Friday, July 29, 2011

how i spent my summer vacation

Sometime near the end of April 2011 I reached up and felt a thickened area in my right breast. And a thickened ridge from my nipple to my armpit. For the next couple of weeks my brain (and everyone else) tried to decide that it was nothing but my guts said different (Oh guts, you rebels). My guts said THIS IS NOT GOOD.

So hilariously I made an appointment with my gynecologist for the week after my period because maybe this was just changes related to my menstrual cycle. Oh, but it wasn't. Not at all! It was changes related to cancer! The end. You can stop reading. Just kidding. Don't stop reading.

Anyway, back to my story. My gynecologist felt (and felt and felt and felt) my breast and then said it did indeed seem denser but that he did not feel a discernible nodule or mass. He decided I needed a mammogram and (if necessary) an ultrasound. Turns out, it was necessary. I remember thinking the ultrasound of my breast was the worst thing ever. Oh Wendy, just you wait! Staring at my breast tissue and watching the ultrasound tech measure stuff made me want to get up and run away. Or throw up. I also considered just passing out. I wanted to do whatever was most dramatic.

That afternoon my doctor's nurse called me and told me my doctor wanted to go over my mammogram report with me. I said "Is something wrong?" And because they never ever ever tell you anything, she just said "he just wants to make some recommendations." So, I felt very very nervous because my guts were saying "this is not okay" and my head was telling me 'he's just going to recommend you lay off the milkshakes.'

So I went in the next afternoon because for some reason when someone has something crappy they would like to tell you they should do it a full 24 hours later just in case you haven't had time to google every horrible thing you've ever known about anything.

Information given:
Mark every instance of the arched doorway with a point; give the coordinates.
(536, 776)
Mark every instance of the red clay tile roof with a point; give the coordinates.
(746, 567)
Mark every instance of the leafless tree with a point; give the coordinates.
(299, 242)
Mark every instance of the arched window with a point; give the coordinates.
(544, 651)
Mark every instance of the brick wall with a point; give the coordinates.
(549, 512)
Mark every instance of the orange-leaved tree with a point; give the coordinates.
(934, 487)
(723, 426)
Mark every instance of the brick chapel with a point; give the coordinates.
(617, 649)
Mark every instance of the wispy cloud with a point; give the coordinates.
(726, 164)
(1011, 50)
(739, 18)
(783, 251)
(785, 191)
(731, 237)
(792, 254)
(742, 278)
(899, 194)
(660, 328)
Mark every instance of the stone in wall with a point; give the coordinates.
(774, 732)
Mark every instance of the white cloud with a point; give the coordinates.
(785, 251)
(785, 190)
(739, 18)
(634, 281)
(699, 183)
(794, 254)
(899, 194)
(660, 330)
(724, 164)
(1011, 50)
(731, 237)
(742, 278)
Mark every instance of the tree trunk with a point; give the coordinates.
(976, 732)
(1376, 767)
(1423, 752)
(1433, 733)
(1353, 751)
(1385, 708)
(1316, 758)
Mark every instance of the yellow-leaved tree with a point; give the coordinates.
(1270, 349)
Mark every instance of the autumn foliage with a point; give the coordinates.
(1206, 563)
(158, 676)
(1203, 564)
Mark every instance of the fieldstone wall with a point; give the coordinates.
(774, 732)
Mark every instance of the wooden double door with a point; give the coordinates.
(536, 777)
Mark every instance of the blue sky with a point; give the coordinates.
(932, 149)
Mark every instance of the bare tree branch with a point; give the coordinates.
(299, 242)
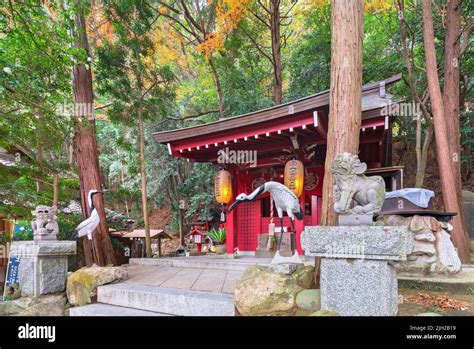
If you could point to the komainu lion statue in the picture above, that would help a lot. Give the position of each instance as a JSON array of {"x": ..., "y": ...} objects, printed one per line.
[
  {"x": 351, "y": 186},
  {"x": 45, "y": 225}
]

Questions on the material:
- a) Reproduce word for word the stretch of the blog post about the breast lump that begins with "how i spent" and ends with "Don't stop reading.".
- b) Pick up the blog post about the breast lump after its last sentence and keep writing it.

Exercise results:
- a)
how i spent my summer vacation

Sometime near the end of April 2011 I reached up and felt a thickened area in my right breast. And a thickened ridge from my nipple to my armpit. For the next couple of weeks my brain (and everyone else) tried to decide that it was nothing but my guts said different (Oh guts, you rebels). My guts said THIS IS NOT GOOD.

So hilariously I made an appointment with my gynecologist for the week after my period because maybe this was just changes related to my menstrual cycle. Oh, but it wasn't. Not at all! It was changes related to cancer! The end. You can stop reading. Just kidding. Don't stop reading.

- b)
My doctor said something about tissue changes and calcifications and the only words I could read upside down on his little report from the radiologists were "solid mass." So, he said I'd have to have a biopsy and that those were lots of fun and when it was over I would receive a new set of knives. I just made that up, the part about the knives. He did say I would have to have a biopsy and that I would have to go to a surgeon.

So, my husband and I stumbled out to the nurse's desk and listened to her to say "HIGHLY SUSPICIOUS" to people on the phone clearly just to see if she could make me faint right there on the spot. I DIDN'T. But I did sit down because all of the sudden my head felt like a washing machine. From that point on my husband did all the talking and scheduling of things because I was now officially mute. The nurse came around the counter and hugged me and that actually made me feel worse. Pretty sure that wasn't her intention though. But my mind was racing with one thought. Just one: Please let me see my children grow up.


tired of typing now. to be continued (but probably not. at least not soon. but someday maybe.)